> _INSTRUCTIONS TO FOLLOW_:
What follows is a listing to be transcribed exactly.
======== RECORDS PROVIDED
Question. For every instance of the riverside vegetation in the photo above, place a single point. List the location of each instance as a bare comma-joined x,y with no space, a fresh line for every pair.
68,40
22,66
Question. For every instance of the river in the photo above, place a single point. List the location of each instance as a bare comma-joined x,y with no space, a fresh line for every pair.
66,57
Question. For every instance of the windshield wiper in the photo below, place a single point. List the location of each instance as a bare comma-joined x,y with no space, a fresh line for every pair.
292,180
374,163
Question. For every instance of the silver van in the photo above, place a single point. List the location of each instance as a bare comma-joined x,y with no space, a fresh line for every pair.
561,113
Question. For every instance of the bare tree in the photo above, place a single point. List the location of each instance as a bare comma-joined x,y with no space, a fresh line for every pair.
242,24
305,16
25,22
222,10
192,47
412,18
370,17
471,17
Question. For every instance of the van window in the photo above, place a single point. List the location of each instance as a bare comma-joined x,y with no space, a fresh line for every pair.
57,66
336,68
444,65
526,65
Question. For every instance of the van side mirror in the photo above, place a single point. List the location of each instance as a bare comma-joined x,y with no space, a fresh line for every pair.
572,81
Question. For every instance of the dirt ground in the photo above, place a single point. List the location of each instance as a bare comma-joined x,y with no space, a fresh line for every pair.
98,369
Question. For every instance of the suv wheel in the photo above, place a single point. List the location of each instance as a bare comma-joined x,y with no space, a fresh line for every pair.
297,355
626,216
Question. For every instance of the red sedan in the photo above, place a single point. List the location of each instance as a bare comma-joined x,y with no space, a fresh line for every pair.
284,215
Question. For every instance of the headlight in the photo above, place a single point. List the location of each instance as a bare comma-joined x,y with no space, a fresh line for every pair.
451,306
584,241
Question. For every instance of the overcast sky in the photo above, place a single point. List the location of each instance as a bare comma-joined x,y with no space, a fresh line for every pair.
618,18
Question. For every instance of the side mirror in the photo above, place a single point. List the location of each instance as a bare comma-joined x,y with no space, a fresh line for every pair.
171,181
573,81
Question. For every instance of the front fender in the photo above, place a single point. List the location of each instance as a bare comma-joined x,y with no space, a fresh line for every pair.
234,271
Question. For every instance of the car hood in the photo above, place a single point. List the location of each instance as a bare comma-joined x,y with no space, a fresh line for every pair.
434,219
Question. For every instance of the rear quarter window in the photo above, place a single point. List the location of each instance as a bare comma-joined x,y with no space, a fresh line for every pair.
================
> _THE ANSWER_:
Question. For every instance of the riverside vegetation in the photo above, place a single point. List the location of each instance as a bare comma-joined x,y with no space, a fresh line for every pair.
68,40
22,66
Question. For every instance of the river in the photo above, place a single point. List the location of each instance as a bare comma-joined x,y with no space, a fresh line for every pair.
66,57
Question. For every instance of the windshield wiper in the photo below, place a single point. List the location of each instance as a bare comma-joined x,y with no space, a fresh line for every pair.
292,180
374,163
Question. For every instance of the silver van in the photo above, place a single point. List the location of each instance as a bare comma-joined x,y with no space, a fresh line for every pair.
561,113
Question. For every instance of the bare tree in the photo above, place a single point. List the location of each instance as a bare comma-joined x,y with no space, a fresh line for every pair.
242,24
305,16
25,22
222,10
192,47
412,18
370,17
471,17
Question. For every instance of the van window in the photo above, place a single point. List the location of each instance as a bare comma-joined x,y with no space, a fresh line for every pair.
57,66
336,68
444,65
526,65
Question. For every instance of the van side mirror in the photo above, place a single point. List the location of each instance as a bare comma-joined x,y with no space, a fresh line for every pair.
572,81
Question. For every instance of the dirt ground in the photo above, place a single point. List the location of each instance as a bare comma-joined x,y with no space, a fresh line for every pair.
98,369
Question. For every instance of the suv wheel in the photo above, place a single point. List the location of each instance as a bare comma-joined x,y with no space, a fresh line for every pair.
297,355
626,216
Question. For every instance of the red sedan in the photo above, place a single point. List the location of each instance as a bare comma-joined x,y with no space, a fresh line for every pair.
284,215
Question. For every instance of the headlight in the photo above, place a single point. List the location of each instance as a bare comma-joined x,y with no space, a fresh line for every pair.
451,306
584,241
Question. For every instance of the overcast sky in the photo above, place a single point. List the location of each instance as a bare comma-joined x,y with no space, a fresh line for every pair.
618,18
Question. For every instance of the side mirror in the photo above, place a single point. List the location of each instance as a bare comma-joined x,y with no space, a fresh line for every pair.
171,181
573,81
Question. For every instance of the front fender in the photo above, place a single point. List the location of each instance as a bare comma-joined x,y with no space, a fresh line for every pair.
234,271
Question. For every instance of the car hood in the photo above, place a single point. List the location of each instance as a bare comma-joined x,y with no space, a fresh line for every pair.
434,219
Question. For every instance of the rear quarter window in the photo above, place a single point. List the location of each instance as a bare comma-joined x,y with no space, a fresh line for every pair.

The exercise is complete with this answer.